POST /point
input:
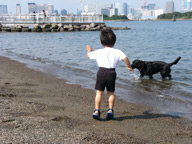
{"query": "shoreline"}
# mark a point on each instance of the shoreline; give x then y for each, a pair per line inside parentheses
(36, 107)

» **Goal**: Could you copy every line of the rows above word for word, leaving out the pictures?

» **Solution for this exercise**:
POST /point
input:
{"query": "shoreline"}
# mark a point on each instance of the shoreline; give x then y for each, a pair per line inside parentheses
(36, 107)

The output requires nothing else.